→ REQUIREMENT 1
List the names of every script described in the CNVkit additional scripts page below.
→ REQUIREMENT 2
According to the CNVkit additional scripts page below, starting from which CNVkit version is the "depth" column used?
→ REQUIREMENT 3
From the CNVkit additional scripts page below, extract the passage that begins at the words "cnn_updater.py" and stops after the words "not modified in-place.".

→ TEXT UNDER STUDY

────────────────────

Additional scriptsΒΆ

cnn_updater.py

Update .cnn, .cnr and .cns files previously generated by earlier versions of CNVkit to add a “depth” column used in CNVkit version 0.8.0 and later. The script reads each input file, calculates absolute-scale depth from the file’s existing “log2” column value in each row, and creates a corresponding output file with a modified name – the input files are not modified in-place.

Running this script is not necesssary for new analyses, but may help ease the transition for analyses that have already begun.

coverage_bin_size.py

Quickly estimate coverage depths and recommend average bin sizes given a sample BAM file. Reported coverage depths are relevant to the sequencing protocol used, i.e. WGS, hybrid capture or target amplicon sequencing:

coverage_bin_size.py -m wgs Sample.bam
guess_baits.py

Use the read depths in one or more given BAM files to infer which regions were targeted in a hybrid capture or targeted amplicon capture sequencing protocol. This script can be used in case the original BED file of targeted intervals is unavailable. (However, CNVkit will give much better results if the true targeted intervals can be provided.) It works in 2 modes, guided and unguided:

  • Guided: Given candidate targets, such as all known exons in the reference genome, test the mean coverage depth in each candidate target and drop those that did not receive sufficient coverage, presumed to be those exons or genes that were not targeted by the sequencing library.

    guess_baits.py Sample1.bam Sample2.bam -t ucsc-exons.bed -o baits.bed
    
  • Unguided: Scan every base in the sample BAM(s), inferring likely boundaries for enriched regions. (This is usually much slower then the guided approach.)

────────────────────

→ DATA EXCERPTS
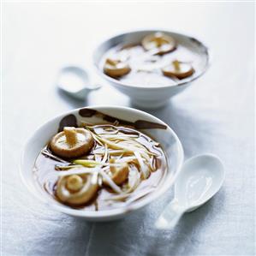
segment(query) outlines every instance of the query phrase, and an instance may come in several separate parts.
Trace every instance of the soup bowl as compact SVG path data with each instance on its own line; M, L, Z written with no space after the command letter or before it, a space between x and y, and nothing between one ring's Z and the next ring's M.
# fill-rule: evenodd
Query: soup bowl
M161 32L172 37L185 51L193 54L195 59L196 68L191 77L178 80L175 85L161 86L152 81L149 86L141 86L134 83L126 83L105 74L102 67L102 60L105 53L117 45L140 44L142 39L151 33ZM173 51L174 53L176 51ZM207 47L198 39L181 33L165 30L140 30L131 31L111 37L101 43L94 51L93 63L98 74L121 92L128 95L134 105L146 109L154 109L166 104L174 95L187 89L193 81L200 77L209 65L209 51Z
M77 126L80 122L92 124L113 123L133 126L160 143L166 155L168 168L161 186L143 198L121 208L90 211L71 208L56 200L36 182L33 167L40 151L60 128ZM76 109L50 120L37 129L26 144L21 156L21 175L24 184L39 200L61 212L85 218L88 221L109 221L121 218L158 199L170 189L183 163L182 146L174 131L158 118L144 111L126 107L92 106Z

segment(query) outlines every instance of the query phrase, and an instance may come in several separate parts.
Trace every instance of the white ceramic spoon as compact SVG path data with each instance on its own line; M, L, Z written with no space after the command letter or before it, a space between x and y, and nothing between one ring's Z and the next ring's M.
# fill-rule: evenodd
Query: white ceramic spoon
M101 87L100 85L92 83L85 69L75 66L66 67L60 70L57 86L61 90L78 99L85 99L90 92Z
M187 160L175 185L175 198L164 210L155 225L159 229L176 226L185 212L190 212L208 201L224 180L222 161L211 154Z

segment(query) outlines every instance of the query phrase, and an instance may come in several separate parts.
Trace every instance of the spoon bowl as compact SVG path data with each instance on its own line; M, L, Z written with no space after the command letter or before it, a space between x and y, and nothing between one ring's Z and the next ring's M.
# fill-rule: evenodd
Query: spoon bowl
M224 167L212 154L187 160L176 179L175 198L156 222L159 229L172 229L183 213L190 212L207 202L222 187Z
M221 188L224 168L217 156L205 154L188 159L175 186L179 204L192 211L208 201Z
M60 70L57 86L67 94L80 100L84 100L89 92L101 87L98 84L92 83L86 70L76 66L68 66Z

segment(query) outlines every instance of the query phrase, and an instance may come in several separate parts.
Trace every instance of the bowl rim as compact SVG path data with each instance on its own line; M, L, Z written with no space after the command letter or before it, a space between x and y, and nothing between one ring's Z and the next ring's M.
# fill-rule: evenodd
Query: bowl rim
M192 39L193 40L196 40L199 45L201 45L205 49L205 53L206 53L206 64L205 65L202 72L200 72L198 75L194 76L193 78L192 78L191 80L188 80L187 81L184 82L181 82L181 83L177 83L176 85L172 85L172 86L132 86L130 84L127 84L124 82L122 82L115 78L112 78L107 74L105 74L103 70L101 70L98 67L98 65L97 64L96 61L95 61L95 56L96 53L98 52L98 49L104 45L104 44L106 44L107 42L110 41L111 39L117 38L117 37L121 37L121 36L125 36L128 35L129 33L156 33L156 32L162 32L162 33L174 33L179 36L182 36L182 37L186 37L186 38L189 38ZM104 79L105 79L107 81L110 82L110 83L114 83L116 86L118 85L121 87L123 88L134 88L134 89L147 89L147 90L156 90L156 89L161 89L161 88L170 88L170 87L176 87L176 86L190 86L191 83L193 81L194 81L195 80L199 79L199 77L201 77L209 68L209 67L211 66L211 54L210 54L210 50L209 47L206 46L206 45L205 43L203 43L201 40L197 39L197 38L189 35L186 33L178 33L176 32L174 30L167 30L164 28L160 28L160 29L135 29L135 30L127 30L125 32L122 32L122 33L116 33L110 37L108 37L106 39L104 39L104 40L102 40L99 44L98 44L98 45L94 48L94 50L92 51L92 63L93 63L93 67L96 69L96 73L98 74L99 74L100 77L103 77Z
M45 122L45 123L43 123L41 126L39 126L35 131L34 133L29 137L29 139L27 140L27 142L25 143L24 146L22 147L22 152L21 152L21 162L20 162L20 176L21 178L21 181L23 182L23 184L25 185L25 187L27 188L27 189L30 192L30 193L36 198L37 199L39 199L39 201L45 203L45 205L47 205L48 206L50 206L51 209L57 210L60 212L63 213L66 213L68 215L71 215L74 217L83 217L83 218L86 218L87 220L93 220L93 221L101 221L101 220L104 220L104 219L115 219L115 218L118 218L118 217L122 217L123 215L126 215L128 212L131 211L134 211L136 210L139 210L140 208L143 208L144 206L147 205L148 204L150 204L151 202L154 201L155 199L157 199L158 198L159 198L161 195L163 195L168 189L170 189L170 188L172 187L172 185L175 183L176 178L177 176L177 175L179 174L182 166L184 162L184 151L183 151L183 147L182 145L178 138L178 136L176 135L176 134L172 130L172 128L166 124L165 122L164 122L162 120L160 120L159 118L146 113L145 111L137 110L137 109L134 109L134 108L129 108L129 107L123 107L123 106L112 106L112 105L92 105L92 106L86 106L86 107L82 107L82 108L90 108L90 109L95 109L95 110L103 110L104 109L113 109L113 110L126 110L128 111L132 111L134 113L135 112L139 112L140 114L146 115L147 116L149 116L150 118L152 118L155 121L159 122L159 123L164 124L167 126L167 130L168 132L170 132L172 134L172 136L175 138L177 146L178 146L178 151L179 151L179 159L178 159L178 166L176 168L176 173L170 177L170 179L172 179L172 182L166 182L166 181L169 181L170 179L166 179L164 182L163 182L163 187L161 188L161 189L158 189L155 190L153 192L151 193L151 195L148 197L146 197L145 199L143 199L142 200L138 200L136 201L136 203L134 204L130 204L128 206L123 206L123 207L120 207L120 208L116 208L116 209L112 209L112 210L103 210L103 211L80 211L80 210L76 210L76 209L73 209L70 208L67 205L62 205L62 204L57 204L56 202L56 200L54 199L51 199L50 197L47 196L43 196L43 194L40 193L40 192L39 191L39 188L37 188L37 186L34 184L32 185L29 184L29 182L27 181L25 176L24 176L24 158L26 156L26 148L27 147L27 146L31 143L31 140L33 140L33 138L35 136L35 134L45 126L47 126L49 122L54 122L57 119L61 118L62 116L64 116L66 115L69 115L69 114L74 114L74 113L77 113L79 111L79 110L80 110L81 108L78 108L78 109L74 109L68 111L65 111L63 112L60 115L55 116L53 118L49 119L48 121ZM31 170L32 171L32 170ZM34 193L34 191L37 191L36 193Z

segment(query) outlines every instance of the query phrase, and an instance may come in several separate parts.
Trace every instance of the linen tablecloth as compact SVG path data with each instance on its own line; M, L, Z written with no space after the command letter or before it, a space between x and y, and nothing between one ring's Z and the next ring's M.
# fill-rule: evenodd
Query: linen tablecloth
M253 3L5 3L3 9L3 255L255 254L254 4ZM209 70L165 108L149 110L177 134L186 158L225 164L222 189L169 231L154 222L170 192L116 222L86 223L31 196L19 174L33 131L63 111L130 106L103 82L85 102L57 91L64 65L88 67L93 47L124 30L161 27L193 35L212 57Z

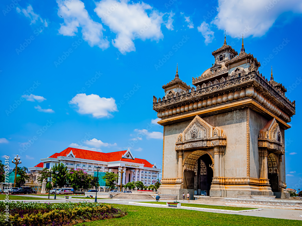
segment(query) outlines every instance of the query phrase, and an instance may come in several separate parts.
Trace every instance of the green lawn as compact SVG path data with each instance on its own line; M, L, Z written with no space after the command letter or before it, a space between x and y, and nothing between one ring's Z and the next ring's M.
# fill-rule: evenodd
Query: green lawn
M217 213L181 209L121 204L116 207L128 209L123 217L85 223L85 226L155 226L155 225L291 225L300 226L300 221ZM82 226L83 223L77 224Z
M0 200L4 200L5 199L6 195L0 195ZM20 195L8 195L8 199L9 200L45 200L46 199L36 197L27 197L21 196Z
M167 204L165 202L140 202L146 203L154 203L156 204L161 204L165 205ZM175 204L176 205L176 203ZM182 203L182 206L190 206L191 207L197 207L199 208L209 208L211 209L225 209L228 210L246 210L248 209L255 209L256 208L249 208L246 207L236 207L236 206L212 206L211 205L204 205L202 204L196 204L195 203Z

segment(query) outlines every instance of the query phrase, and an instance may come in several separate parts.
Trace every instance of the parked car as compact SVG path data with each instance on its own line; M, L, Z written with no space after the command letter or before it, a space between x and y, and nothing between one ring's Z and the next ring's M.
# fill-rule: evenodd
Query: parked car
M71 194L73 193L73 189L69 188L60 188L56 191L57 195Z
M112 190L111 191L110 191L110 192L109 192L109 193L118 193L119 192L119 192L117 190Z
M15 194L24 194L27 195L33 193L33 190L30 187L21 187L17 190L13 190L11 193L12 195Z
M13 190L17 190L18 189L18 187L12 187L8 189L5 189L3 190L3 193L7 193L8 192L9 193L10 193Z
M60 188L57 188L56 191L58 191L58 190L59 190L60 189L61 189ZM56 191L55 190L56 190L55 189L53 189L52 190L51 190L50 191L49 191L49 193L52 194L53 195L54 195L55 192Z

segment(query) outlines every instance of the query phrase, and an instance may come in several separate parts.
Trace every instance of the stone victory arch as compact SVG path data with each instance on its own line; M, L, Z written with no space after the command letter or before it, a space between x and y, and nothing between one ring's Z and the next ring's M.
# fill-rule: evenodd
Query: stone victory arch
M286 89L258 71L260 63L238 55L225 37L215 63L191 88L179 77L153 96L164 126L162 194L287 198L284 130L295 114Z

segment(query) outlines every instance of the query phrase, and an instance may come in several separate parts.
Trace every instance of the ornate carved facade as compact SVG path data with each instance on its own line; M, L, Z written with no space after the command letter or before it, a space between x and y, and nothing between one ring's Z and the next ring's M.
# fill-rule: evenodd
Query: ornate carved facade
M245 51L243 40L238 54L225 39L213 66L192 78L196 88L178 67L162 99L153 97L164 126L162 193L288 196L284 130L295 102Z

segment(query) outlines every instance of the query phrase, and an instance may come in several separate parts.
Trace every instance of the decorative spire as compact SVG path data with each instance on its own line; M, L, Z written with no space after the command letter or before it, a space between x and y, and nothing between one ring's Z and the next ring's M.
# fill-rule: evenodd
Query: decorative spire
M224 43L223 43L223 46L226 45L226 31L224 31Z
M243 35L242 35L242 45L241 46L241 49L240 50L240 53L244 53L245 52L245 49L243 47Z
M271 66L271 81L274 81L274 77L273 77L273 66Z

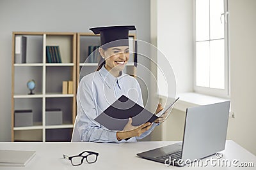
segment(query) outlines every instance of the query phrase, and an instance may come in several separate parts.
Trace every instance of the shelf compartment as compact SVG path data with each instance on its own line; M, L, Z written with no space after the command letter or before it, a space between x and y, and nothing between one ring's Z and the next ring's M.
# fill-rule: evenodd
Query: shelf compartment
M59 46L62 63L73 63L73 35L46 35L46 46Z
M43 35L26 35L26 34L19 34L17 36L23 36L26 38L26 63L43 63ZM16 41L16 38L15 38ZM18 46L19 43L17 44ZM15 46L15 58L17 57L16 52L19 51L17 50L18 46ZM22 53L22 48L20 49L20 53ZM24 50L24 49L23 49ZM21 57L21 56L19 56ZM17 63L17 62L15 62Z
M14 94L13 98L15 99L28 99L28 98L42 98L43 97L42 94Z
M36 81L34 93L42 93L42 67L15 67L14 68L14 94L26 95L30 92L27 82L34 80Z
M14 64L15 67L38 67L44 66L43 63L24 63L24 64Z
M72 128L51 129L45 130L45 141L49 142L71 141Z
M31 129L35 126L42 125L42 98L18 98L14 99L15 110L31 110L33 112L32 126L26 126L24 128ZM14 113L13 113L14 114ZM22 113L19 113L22 114ZM17 128L15 127L14 128ZM19 127L19 128L20 128ZM18 128L18 129L19 129Z
M40 124L40 125L39 125ZM14 131L22 131L22 130L36 130L36 129L43 129L42 122L38 122L33 126L24 126L24 127L13 127Z
M14 141L42 142L42 129L14 131Z
M50 97L45 99L45 108L49 109L60 109L62 111L63 124L72 124L73 97ZM62 124L62 125L65 125Z
M46 94L62 94L62 81L72 80L72 74L73 67L47 67Z
M45 129L65 129L65 128L73 128L73 124L65 124L56 125L46 125Z
M46 66L74 66L74 63L47 63Z
M74 94L47 94L45 97L74 97Z

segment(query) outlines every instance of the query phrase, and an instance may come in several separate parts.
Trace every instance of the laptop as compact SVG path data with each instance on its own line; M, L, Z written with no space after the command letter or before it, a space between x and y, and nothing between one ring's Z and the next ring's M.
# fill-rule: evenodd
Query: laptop
M223 150L230 101L188 108L186 111L183 141L137 155L169 165L184 166ZM170 162L169 162L170 161Z

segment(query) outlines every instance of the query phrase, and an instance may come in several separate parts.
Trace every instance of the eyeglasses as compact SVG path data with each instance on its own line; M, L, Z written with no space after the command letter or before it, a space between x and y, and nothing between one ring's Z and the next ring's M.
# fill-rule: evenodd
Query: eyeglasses
M68 159L70 160L72 166L79 166L82 164L84 159L86 159L88 164L94 163L98 158L99 153L91 151L84 151L79 155L76 156L68 157L63 155L63 159Z

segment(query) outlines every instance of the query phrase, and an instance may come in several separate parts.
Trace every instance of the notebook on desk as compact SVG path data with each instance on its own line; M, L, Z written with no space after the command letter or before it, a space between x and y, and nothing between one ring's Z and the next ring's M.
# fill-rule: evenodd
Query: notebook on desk
M25 166L35 154L35 151L0 150L0 166Z
M225 149L230 101L187 108L183 142L137 154L154 161L182 166ZM191 162L186 162L189 160Z

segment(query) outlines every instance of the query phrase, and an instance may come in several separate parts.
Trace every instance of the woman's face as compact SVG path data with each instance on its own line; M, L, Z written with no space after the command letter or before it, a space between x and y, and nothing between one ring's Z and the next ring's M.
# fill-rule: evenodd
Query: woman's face
M100 52L101 50L101 52ZM101 55L106 60L106 67L111 72L123 71L129 60L129 46L122 46L108 48L106 50L100 49Z

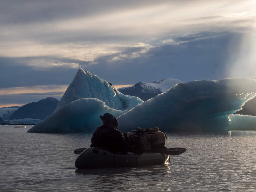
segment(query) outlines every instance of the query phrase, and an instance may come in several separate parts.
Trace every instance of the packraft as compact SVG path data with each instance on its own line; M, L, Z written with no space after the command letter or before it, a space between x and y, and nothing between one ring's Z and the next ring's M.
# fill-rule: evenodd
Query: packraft
M158 127L143 129L137 127L136 130L123 134L125 141L131 149L163 149L167 136L165 132L159 131Z

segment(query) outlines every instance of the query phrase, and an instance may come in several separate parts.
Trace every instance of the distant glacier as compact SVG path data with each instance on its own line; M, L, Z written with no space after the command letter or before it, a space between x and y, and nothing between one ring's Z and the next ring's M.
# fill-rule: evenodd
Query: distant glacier
M79 72L82 72L80 71ZM92 95L99 95L97 90L100 90L100 96L104 97L102 100L114 101L113 106L110 107L99 98L78 98L60 106L52 114L28 132L94 131L102 124L100 115L107 112L118 118L118 129L123 132L138 127L142 129L157 127L166 131L241 129L243 123L247 129L256 127L255 121L253 120L256 119L256 117L237 115L228 117L229 115L240 110L246 101L256 95L255 79L234 78L179 83L166 92L144 102L140 101L137 98L129 98L128 100L133 101L131 103L134 103L134 101L140 103L131 109L125 110L123 108L120 109L122 105L116 105L115 102L121 103L119 100L126 98L125 96L117 97L118 99L115 100L113 98L116 95L109 91L112 90L111 85L106 84L104 80L101 80L100 83L98 80L95 79L100 78L91 74L84 73L83 76L90 75L93 78L82 78L87 81L83 82L83 84L97 86L96 87L89 86L91 89L87 91L92 92L90 93ZM106 89L106 86L110 89ZM71 90L73 90L73 86L70 86ZM78 91L79 89L77 87L77 87ZM114 92L116 93L114 90ZM76 92L73 94L79 94ZM69 97L72 95L69 95ZM65 99L68 101L70 98ZM240 120L236 123L238 118ZM246 120L243 120L246 118ZM248 125L248 123L245 124L247 121L251 122L250 125ZM239 122L244 123L241 124Z

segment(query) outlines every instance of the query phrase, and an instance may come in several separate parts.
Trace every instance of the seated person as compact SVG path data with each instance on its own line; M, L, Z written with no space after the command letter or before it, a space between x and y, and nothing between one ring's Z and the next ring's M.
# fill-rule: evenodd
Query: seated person
M100 118L103 125L97 128L91 140L91 147L101 147L112 152L127 153L129 145L117 130L117 121L112 115L105 113Z

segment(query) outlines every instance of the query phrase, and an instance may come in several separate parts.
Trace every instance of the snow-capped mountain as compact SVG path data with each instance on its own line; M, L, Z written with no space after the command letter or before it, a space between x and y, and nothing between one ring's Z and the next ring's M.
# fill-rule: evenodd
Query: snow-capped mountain
M143 102L139 98L121 93L111 83L81 69L77 72L56 107L84 98L95 98L115 109L131 109Z
M175 79L165 79L152 83L140 82L132 87L120 88L118 90L123 94L138 97L145 101L165 93L176 84L183 82Z

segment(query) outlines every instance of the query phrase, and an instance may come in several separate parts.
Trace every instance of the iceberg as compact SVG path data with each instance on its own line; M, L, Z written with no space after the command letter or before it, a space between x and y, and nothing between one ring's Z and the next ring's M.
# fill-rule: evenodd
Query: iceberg
M234 78L179 83L117 119L119 129L162 131L229 129L228 115L256 95L256 80Z
M80 69L56 107L56 111L71 101L83 98L96 98L110 108L131 109L143 101L138 98L124 95L112 84L88 71Z
M94 131L106 113L118 118L123 132L139 127L163 131L239 129L251 120L244 128L249 129L256 127L255 117L228 115L255 95L256 80L235 78L180 83L130 110L110 107L98 99L82 99L61 107L28 132Z
M182 80L176 79L165 79L152 83L140 82L132 87L122 88L118 90L122 93L138 97L145 101L165 93L172 87L183 82Z
M256 116L236 114L229 115L228 118L230 130L256 130Z
M78 99L69 103L35 125L27 132L49 133L94 131L102 124L99 116L106 113L115 117L128 111L114 109L95 98Z

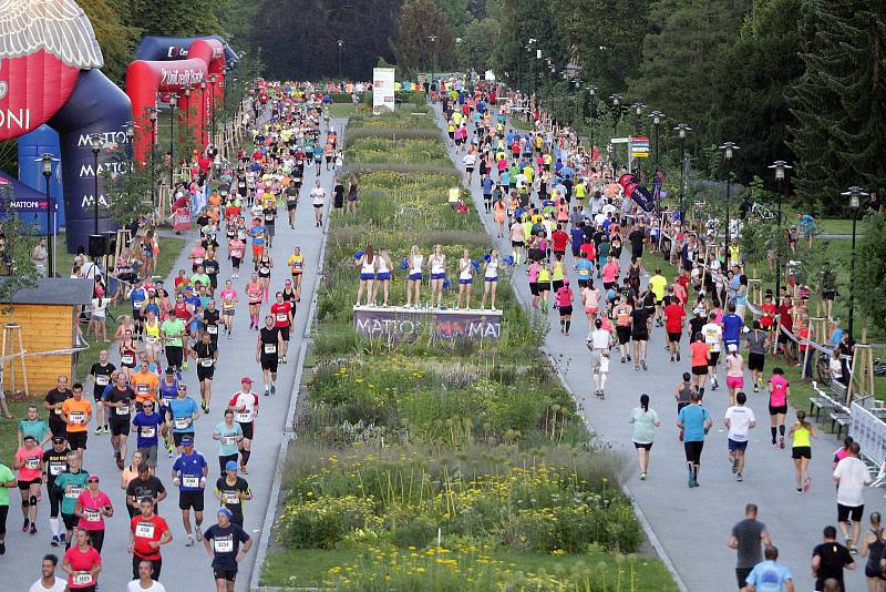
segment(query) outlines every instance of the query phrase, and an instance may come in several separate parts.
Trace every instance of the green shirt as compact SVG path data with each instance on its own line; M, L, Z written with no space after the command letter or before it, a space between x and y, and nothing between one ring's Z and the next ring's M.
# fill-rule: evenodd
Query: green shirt
M0 506L9 506L9 489L2 487L2 483L8 483L16 480L16 473L12 469L0 462Z
M181 318L167 318L161 325L161 329L166 335L166 345L182 347L182 335L185 333L185 324Z
M64 491L64 497L62 498L63 514L74 513L76 499L80 497L80 492L86 489L89 480L90 473L83 469L81 469L79 472L71 472L68 470L55 478L55 487ZM70 491L68 491L69 486L71 487Z
M19 431L22 438L25 436L33 436L39 445L43 441L43 436L49 431L49 423L42 419L22 419L19 421Z

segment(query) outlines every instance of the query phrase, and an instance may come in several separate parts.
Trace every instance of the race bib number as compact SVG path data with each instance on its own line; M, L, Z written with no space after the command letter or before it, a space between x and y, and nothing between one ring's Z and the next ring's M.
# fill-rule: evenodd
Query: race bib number
M234 552L234 541L225 538L225 539L214 539L213 547L215 548L216 553L233 553Z
M92 573L87 571L78 572L71 578L74 585L92 585Z
M135 524L135 535L140 539L154 538L154 524L151 522L138 522Z

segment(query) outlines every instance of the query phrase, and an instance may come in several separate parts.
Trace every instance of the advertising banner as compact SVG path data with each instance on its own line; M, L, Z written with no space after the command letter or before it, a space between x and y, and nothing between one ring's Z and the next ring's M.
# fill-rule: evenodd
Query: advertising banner
M415 310L412 308L353 309L353 326L364 337L414 339L431 331L441 339L492 339L502 335L502 312Z
M394 69L372 69L372 113L394 110Z

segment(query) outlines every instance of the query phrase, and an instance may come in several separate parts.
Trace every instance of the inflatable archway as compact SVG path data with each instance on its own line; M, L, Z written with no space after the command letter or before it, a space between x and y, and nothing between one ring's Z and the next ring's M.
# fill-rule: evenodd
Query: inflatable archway
M213 86L209 74L220 82L225 75L225 47L215 39L197 39L188 49L187 59L178 61L136 60L126 70L126 93L132 101L136 134L133 146L135 162L144 163L151 150L150 109L156 104L157 93L178 95L179 122L194 129L199 145L208 141L207 121L212 110ZM206 89L200 83L206 82ZM224 86L215 85L216 105L224 98ZM185 89L190 88L189 96Z
M97 69L104 65L92 25L73 0L0 2L0 140L47 123L60 134L68 248L111 229L104 178L93 166L90 134L125 142L130 100ZM100 167L105 155L100 155ZM99 180L97 195L94 191Z

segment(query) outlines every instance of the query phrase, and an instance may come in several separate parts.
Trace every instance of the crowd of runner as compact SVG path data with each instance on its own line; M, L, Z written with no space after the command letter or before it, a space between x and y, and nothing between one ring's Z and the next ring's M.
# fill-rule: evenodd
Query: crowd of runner
M253 545L243 528L244 508L253 498L245 476L260 433L260 404L276 394L278 369L289 361L306 271L298 246L286 259L274 261L275 228L281 211L287 212L282 223L295 227L306 170L316 172L309 198L321 227L328 196L320 171L338 171L342 164L338 133L312 86L261 81L248 108L253 149L239 150L227 163L210 146L195 156L192 178L176 187L174 210L198 204L199 237L188 254L190 268L179 269L173 285L152 275L158 253L153 231L136 232L113 274L92 268L78 254L72 276L85 276L95 286L93 305L84 312L95 337L107 340L102 331L109 304L125 300L131 314L119 319L114 351L102 350L85 380L72 384L59 376L55 388L29 407L19 422L13 463L0 465L0 554L14 544L4 528L14 520L8 516L13 490L21 499L21 532L44 535L52 551L43 558L32 592L96 590L105 529L124 528L132 555L127 591L176 589L159 583L162 550L176 544L182 532L185 545L205 547L215 589L234 590L237 567ZM341 183L336 194L341 206ZM224 258L233 273L222 278ZM282 290L271 294L275 271L288 278ZM248 303L248 327L235 315L241 298ZM264 389L254 388L244 364L247 375L239 389L230 395L229 385L222 385L219 405L213 397L219 350L246 330L256 331L256 374ZM212 432L217 443L213 455L195 449L197 430ZM110 445L103 436L110 436ZM119 472L89 470L97 455L113 455ZM171 512L165 518L158 513L167 497L177 500L181 529Z

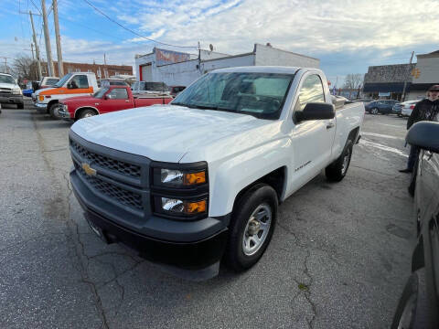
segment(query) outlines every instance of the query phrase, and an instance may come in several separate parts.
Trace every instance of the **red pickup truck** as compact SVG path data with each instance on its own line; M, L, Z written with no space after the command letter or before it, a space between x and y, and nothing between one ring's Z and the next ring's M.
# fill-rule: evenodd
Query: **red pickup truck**
M115 111L167 104L172 100L169 94L162 93L134 97L130 87L108 86L100 89L91 96L70 97L59 101L58 114L63 119L77 121Z

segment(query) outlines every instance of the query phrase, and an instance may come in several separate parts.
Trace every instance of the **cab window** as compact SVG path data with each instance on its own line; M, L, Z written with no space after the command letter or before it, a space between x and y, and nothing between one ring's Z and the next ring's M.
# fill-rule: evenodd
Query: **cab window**
M316 74L306 77L302 84L294 111L304 111L308 102L325 102L322 80Z
M107 96L112 100L128 100L128 92L124 88L114 88Z
M86 75L74 76L68 84L70 89L89 88L89 80Z

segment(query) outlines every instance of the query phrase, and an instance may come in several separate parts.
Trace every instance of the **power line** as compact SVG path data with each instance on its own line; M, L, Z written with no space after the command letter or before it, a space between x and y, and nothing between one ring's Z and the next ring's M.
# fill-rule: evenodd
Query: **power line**
M112 19L112 17L110 17L109 16L107 16L105 13L103 13L102 11L101 11L100 9L96 8L93 5L91 5L88 0L84 0L84 2L89 5L91 7L92 7L95 11L97 11L98 13L100 13L101 15L104 16L105 17L107 17L107 19L109 19L110 21L112 21L112 23L114 24L117 24L119 27L121 27L122 28L127 30L128 32L131 32L133 33L134 35L136 35L137 37L143 37L146 40L149 40L149 41L153 41L153 42L155 42L157 44L161 44L161 45L165 45L165 46L169 46L169 47L177 47L177 48L198 48L198 46L177 46L177 45L171 45L171 44L166 44L165 42L160 42L160 41L156 41L155 39L152 39L152 38L149 38L149 37L146 37L145 36L142 36L141 34L138 34L137 32L135 31L133 31L132 29L128 28L128 27L125 27L124 26L123 26L122 24L120 24L119 22L115 21L114 19Z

────────────────────

→ WORKED SOLUTION 1
cnn_updater.py
coverage_bin_size.py
guess_baits.py

→ WORKED SOLUTION 2
Version 0.8.0 and later.

→ WORKED SOLUTION 3
cnn_updater.py

Update .cnn, .cnr and .cns files previously generated by earlier versions of CNVkit to add a “depth” column used in CNVkit version 0.8.0 and later. The script reads each input file, calculates absolute-scale depth from the file’s existing “log2” column value in each row, and creates a corresponding output file with a modified name – the input files are not modified in-place.